● WORK ORDER
Copy verbatim the block of lines in the entries below whose first line contains "For each instance of the blurred ear, drop" and whose last line contains "For each instance of the skin". Leave out all other lines.

● THE DATA
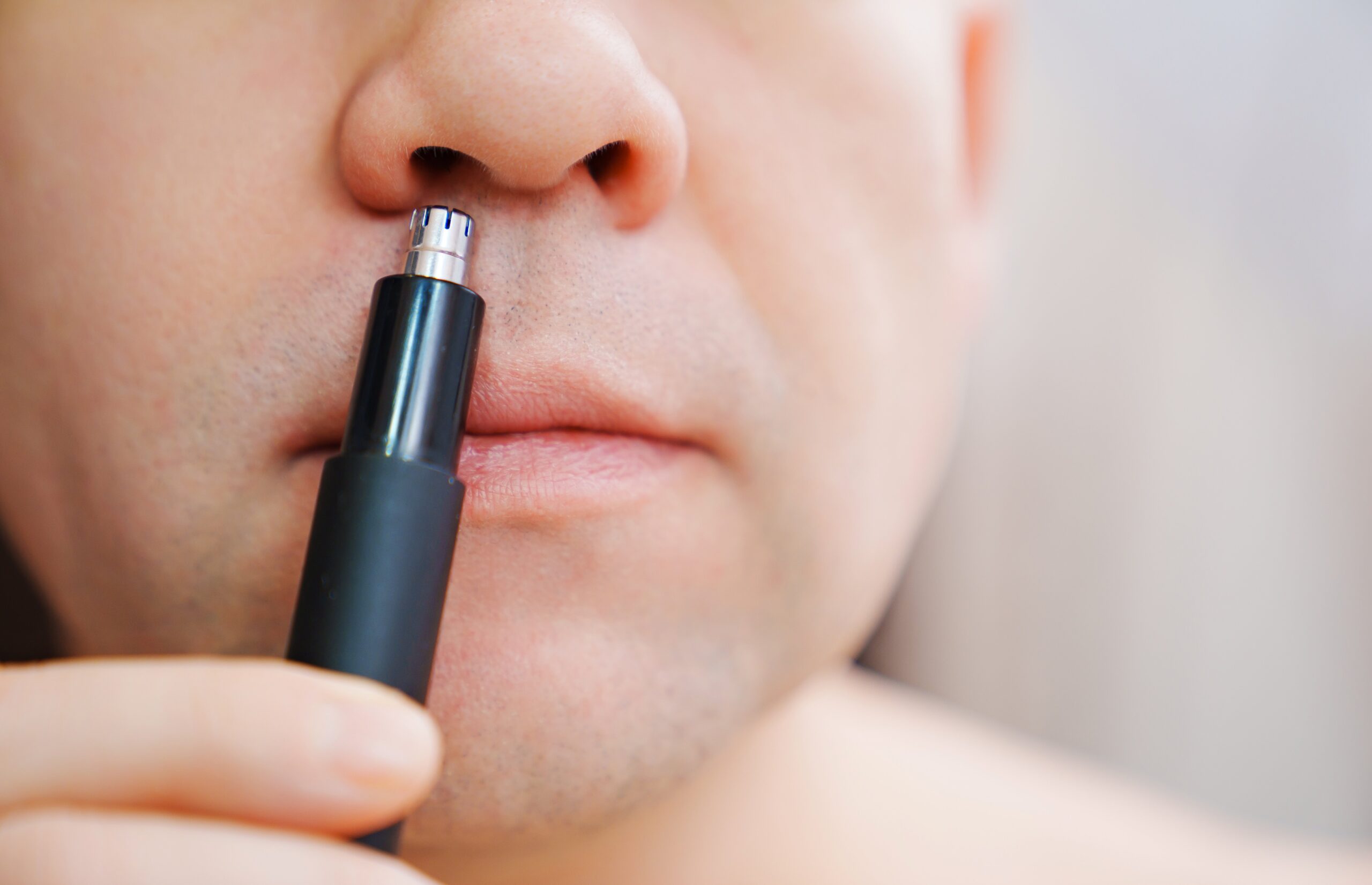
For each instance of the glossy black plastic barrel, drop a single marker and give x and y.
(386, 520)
...
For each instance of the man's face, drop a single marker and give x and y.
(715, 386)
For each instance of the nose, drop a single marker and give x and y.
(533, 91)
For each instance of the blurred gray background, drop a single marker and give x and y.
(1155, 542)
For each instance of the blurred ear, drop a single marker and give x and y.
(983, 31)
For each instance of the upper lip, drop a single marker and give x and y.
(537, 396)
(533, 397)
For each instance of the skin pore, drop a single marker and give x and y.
==
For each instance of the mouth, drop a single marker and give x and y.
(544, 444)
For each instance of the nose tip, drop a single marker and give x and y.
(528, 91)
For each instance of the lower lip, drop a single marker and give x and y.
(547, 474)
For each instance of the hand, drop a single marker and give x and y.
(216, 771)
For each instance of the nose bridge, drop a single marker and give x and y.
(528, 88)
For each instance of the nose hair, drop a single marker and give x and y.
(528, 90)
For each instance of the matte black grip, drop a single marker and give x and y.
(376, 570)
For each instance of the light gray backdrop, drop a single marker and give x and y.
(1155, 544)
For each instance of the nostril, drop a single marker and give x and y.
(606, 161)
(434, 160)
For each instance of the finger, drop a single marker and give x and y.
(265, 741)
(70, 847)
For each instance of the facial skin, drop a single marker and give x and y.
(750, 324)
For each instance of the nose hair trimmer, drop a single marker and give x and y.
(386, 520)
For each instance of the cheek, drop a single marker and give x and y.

● THE ANSWER
For each instance of the blurred ear, drop a single marker and give x and y.
(983, 31)
For each instance of the upper lip, drop a single marker and give x and y.
(537, 396)
(533, 397)
For each instance of the skin pore, drop a single marker and give x and y.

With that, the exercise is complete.